— Text block —
┌──
Telemedicine Brings Low-Cost Medical Care to Africa

DN Staff

February 15, 2010

5 Min Read
Telemedicine Brings Low-Cost Medical Care to Africa

Technology is playing a bigger role in medicine throughout the globe, but its impact is dramatically different in industrial countries and developing nations. While U.S. patients rarely get a test that doesn't cost $200, product developers who target Africa's underprivileged population are creating complete systems that cost less than $200.

Telemedicine is being utilized by physicians who want to help the many Africans who can't afford medical care. Remote access lets doctors provide assistance from their homes instead of only helping during sabbaticals when they can travel. Programs like these address a compelling need: the ratio of one doctor to 50,000 people in East Africa compared to a one per 390 people ratio in the U.S.

The Mashavu Project is bringing telemedicine to Kenya and Tanzania by tapping the creativity and social activism of college students, keeping equipment costs down. A team at Penn State developed a number of inexpensive medical devices for Mashavu, a name that comes from the Swahili word for chubby cheeked, which is a colloquialism for good health.

A variety of disciplines are joining together to create business plans and technical schemes being used by Mashavu's parent entity, Children and Youth Empowerment Centre, which is partially funded by the Kenyan government.

On the technical side, the student teams created a number of medical instruments that connect to PCs so data can be sent to doctors at remote sites. They provide students the type of hands-on project that have become a mainstay as universities struggle to provide a steady supply of skilled engineers.

"I was searching for something junior-level students could design, and this is one way to apply finite element analysis," says Peter Butler, associate professor of bioengineering at Penn State. "Students model the processes they need, like modeling the beating artery."

Heartbeats and the sounds of lungs while breathing are the two parameters being measured by a stethoscope designed by a team led by Genevieve Miller, a senior majoring in bioengineering. The team's FEA project was to model the frequencies carried by the stethoscope, as well as the way the ear picks up sounds.

A first step was to determine the frequencies of the sounds made by the heart and lungs. Once that was determined, Miller and her team had to make sure they had a microphone that would pick up those sounds.

That wouldn't be a huge challenge for engineering students whose projects will be used in the U.S. if they're ever put into use. But pricing and availability are quite different when the end product is to be made and used in Kenya, where the average income is under $500 and manufacturing capabilities are limited.

"We were trying to use materials that could all be located in Kenya, including the microphone," Miller says.

Simplicity is mandatory. The price target for all peripheral devices is less than $10, which will help keep complete system costs below $200. For example, the stethoscope has only four parts other than the computer that nurses use to gather and transmit data. The conical chest piece and two types of tubing that provide amplification and reverberation were critical but fairly straightforward design aspects. The microphone was another story.
└──
— Aim of the task —
In the telemedicine article, what is the price target for each peripheral device? The data that comes next is separate from the telemedicine article and unrelated to it.

— Information supplied —
┌──
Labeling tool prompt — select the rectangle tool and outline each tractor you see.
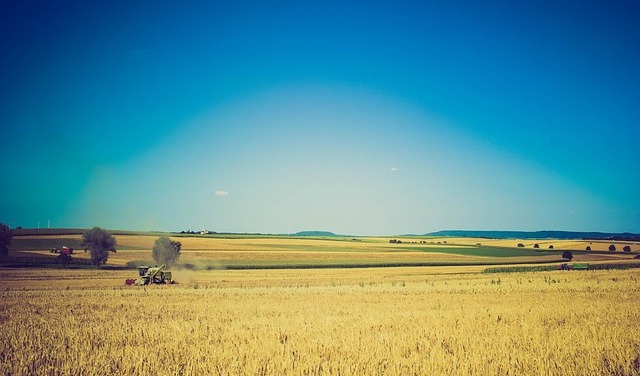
└──
— Answer box —
Less than $10.